Set task: Rewrite the entries below with "Annotation job" swapped for "Labeling task" each time it occurs, and keep everything else unchanged.

(Saved data entries)
==*==
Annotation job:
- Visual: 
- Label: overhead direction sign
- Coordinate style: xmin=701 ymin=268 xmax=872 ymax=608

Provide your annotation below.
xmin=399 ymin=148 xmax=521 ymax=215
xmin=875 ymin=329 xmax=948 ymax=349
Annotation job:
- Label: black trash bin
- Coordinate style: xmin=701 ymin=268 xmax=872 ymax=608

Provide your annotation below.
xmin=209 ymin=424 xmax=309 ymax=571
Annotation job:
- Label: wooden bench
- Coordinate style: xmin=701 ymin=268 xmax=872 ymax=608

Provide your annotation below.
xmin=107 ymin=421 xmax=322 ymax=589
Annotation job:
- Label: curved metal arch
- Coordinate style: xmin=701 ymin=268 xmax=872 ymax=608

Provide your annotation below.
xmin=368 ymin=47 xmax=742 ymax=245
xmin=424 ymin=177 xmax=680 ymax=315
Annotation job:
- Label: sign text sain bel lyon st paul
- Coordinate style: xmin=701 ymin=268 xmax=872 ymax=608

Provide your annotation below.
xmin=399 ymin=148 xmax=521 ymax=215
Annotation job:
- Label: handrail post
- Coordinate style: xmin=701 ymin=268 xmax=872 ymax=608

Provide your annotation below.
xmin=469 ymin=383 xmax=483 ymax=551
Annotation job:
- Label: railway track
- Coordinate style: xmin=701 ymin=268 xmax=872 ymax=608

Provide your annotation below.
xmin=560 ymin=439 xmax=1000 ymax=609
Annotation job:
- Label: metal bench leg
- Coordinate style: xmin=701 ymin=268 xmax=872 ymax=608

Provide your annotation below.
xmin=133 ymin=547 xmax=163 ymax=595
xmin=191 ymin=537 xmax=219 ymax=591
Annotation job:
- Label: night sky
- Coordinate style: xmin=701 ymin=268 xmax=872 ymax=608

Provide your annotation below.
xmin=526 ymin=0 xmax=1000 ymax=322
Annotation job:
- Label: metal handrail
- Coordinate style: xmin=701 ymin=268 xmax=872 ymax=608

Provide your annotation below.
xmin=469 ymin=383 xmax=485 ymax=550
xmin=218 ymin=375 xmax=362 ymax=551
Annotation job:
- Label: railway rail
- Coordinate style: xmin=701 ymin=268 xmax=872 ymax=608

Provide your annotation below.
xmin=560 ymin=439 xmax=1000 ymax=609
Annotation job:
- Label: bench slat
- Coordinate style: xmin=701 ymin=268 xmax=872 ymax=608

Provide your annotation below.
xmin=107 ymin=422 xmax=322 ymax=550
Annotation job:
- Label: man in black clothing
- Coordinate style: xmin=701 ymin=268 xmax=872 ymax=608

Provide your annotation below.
==*==
Written solution:
Labeling task:
- Visual: 
- Label: overhead direction sign
- Coordinate style: xmin=701 ymin=268 xmax=872 ymax=608

Provide your annotation below.
xmin=399 ymin=148 xmax=521 ymax=215
xmin=875 ymin=329 xmax=948 ymax=349
Labeling task:
- Label: black trash bin
- Coordinate style: xmin=701 ymin=268 xmax=872 ymax=608

Provide your annotation below.
xmin=209 ymin=424 xmax=309 ymax=571
Labeling task:
- Label: wooden bench
- Coordinate style: xmin=701 ymin=268 xmax=872 ymax=608

Provide your annotation below.
xmin=107 ymin=421 xmax=322 ymax=589
Labeling task:
- Label: curved metal arch
- Coordinate style: xmin=701 ymin=268 xmax=872 ymax=608

Provide your annotation below.
xmin=368 ymin=47 xmax=742 ymax=245
xmin=424 ymin=177 xmax=680 ymax=315
Labeling task:
- Label: sign text sain bel lyon st paul
- Coordinate style: xmin=701 ymin=268 xmax=872 ymax=608

Provide your annotation below.
xmin=399 ymin=148 xmax=521 ymax=215
Labeling task:
- Label: handrail post
- Coordinate style: xmin=701 ymin=268 xmax=872 ymax=608

Provide your annotation below.
xmin=469 ymin=383 xmax=483 ymax=551
Labeling task:
- Label: railway track
- Coordinate style: xmin=701 ymin=268 xmax=872 ymax=608

Provide your annotation below.
xmin=560 ymin=439 xmax=1000 ymax=609
Labeling task:
- Label: metal bench leg
- Coordinate style: xmin=701 ymin=268 xmax=872 ymax=608

Provide your annotation below.
xmin=133 ymin=547 xmax=163 ymax=595
xmin=191 ymin=537 xmax=219 ymax=591
Labeling task:
- Label: night sky
- Coordinate style: xmin=701 ymin=268 xmax=872 ymax=608

Provide your annotation below.
xmin=526 ymin=0 xmax=1000 ymax=322
Labeling task:
- Label: metal handrail
- Coordinate style: xmin=701 ymin=268 xmax=872 ymax=608

Provide your annotation below.
xmin=469 ymin=383 xmax=485 ymax=550
xmin=218 ymin=375 xmax=362 ymax=551
Labeling task:
- Label: railway rail
- Coordinate style: xmin=701 ymin=268 xmax=872 ymax=608

Provide your annotation below.
xmin=560 ymin=439 xmax=1000 ymax=609
Labeling task:
- Label: bench slat
- Coordinate style: xmin=701 ymin=268 xmax=872 ymax=608

Provide your annotation below.
xmin=107 ymin=422 xmax=322 ymax=550
Labeling task:
- Label: man in black clothing
- Coordinate style: xmin=701 ymin=268 xmax=872 ymax=608

Provide your annotation below.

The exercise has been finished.